Here’s what I wrote in the article sitting above us:
i.e. More or less what you just said after saying I had “missed the main point.”
It’s somewhat infuriating to be honest to the way my brain works, and always makes me think I should just disable the comments.
However most of the rest of your comment is interesting and a useful perspective. 🙂 I disagree that they’re “distressed”. That’s an inflammatory bit of colour, really. I agree the risks might be similar to conventioned distressed debt though.
The mini-bonds sit outside of my portfolio for the reasons you go into. I don’t consider them part of my investing strategy, as I said in the piece.
Also, when saying I may lose loads of money and it’s a huge red flag, let’s remember I’ve yet to lose a penny. (Touch wood!) I’m more than halfway through on the first of these bonds. And I am explicitly testing my ability to judge these situations and to invest in the right ones, as I detailed in the piece. 🙂
When you got into the section about WHY you purchased them, I knew the reason before I read it. I too have taken lots of financial adventures for the purpose of generating content for my website. Sometimes the investment returns are not purely financial!
@Investor
“let’s remember I’ve yet to lose a penny”
-- -- --
What is asked
[1] Copy the comment thread word for word between "Here’s what I" and "distressed debt though.", inclusive.
[2] Summarize the comment thread in three sentences.

Dataset records on where objects are located:
-- -- --
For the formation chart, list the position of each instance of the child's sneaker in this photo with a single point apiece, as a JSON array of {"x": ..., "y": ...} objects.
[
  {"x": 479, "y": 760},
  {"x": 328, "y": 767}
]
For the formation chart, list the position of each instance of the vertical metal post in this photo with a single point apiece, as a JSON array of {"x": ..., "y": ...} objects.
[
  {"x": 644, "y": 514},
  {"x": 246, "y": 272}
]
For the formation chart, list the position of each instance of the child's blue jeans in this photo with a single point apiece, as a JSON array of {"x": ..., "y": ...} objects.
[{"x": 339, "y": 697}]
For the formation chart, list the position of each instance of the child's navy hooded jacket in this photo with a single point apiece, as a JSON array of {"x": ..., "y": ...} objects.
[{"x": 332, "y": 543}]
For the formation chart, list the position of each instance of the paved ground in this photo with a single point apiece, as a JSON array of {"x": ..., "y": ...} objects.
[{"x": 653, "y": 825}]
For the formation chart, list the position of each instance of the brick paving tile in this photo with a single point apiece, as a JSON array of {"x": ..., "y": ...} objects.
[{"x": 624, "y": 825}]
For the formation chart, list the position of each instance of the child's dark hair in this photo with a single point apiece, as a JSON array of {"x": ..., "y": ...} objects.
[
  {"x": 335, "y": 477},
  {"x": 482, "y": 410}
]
-- -- --
Answers to each task
[1]
Here’s what I wrote in the article sitting above us:
i.e. More or less what you just said after saying I had “missed the main point.”
It’s somewhat infuriating to be honest to the way my brain works, and always makes me think I should just disable the comments.
However most of the rest of your comment is interesting and a useful perspective. 🙂 I disagree that they’re “distressed”. That’s an inflammatory bit of colour, really. I agree the risks might be similar to conventioned distressed debt though.

[2] Replying to a commenter, the writer says the comment largely repeated what the article already said, and rejects calling the mini-bonds "distressed" while agreeing their risks might resemble those of distressed debt. The writer keeps the mini-bonds outside the portfolio and investing strategy, notes that no money has been lost so far, and describes the purchases as an explicit test of judgment. Another commenter says the reason for buying them was guessable and that investments made to generate website content can bring returns that are not purely financial.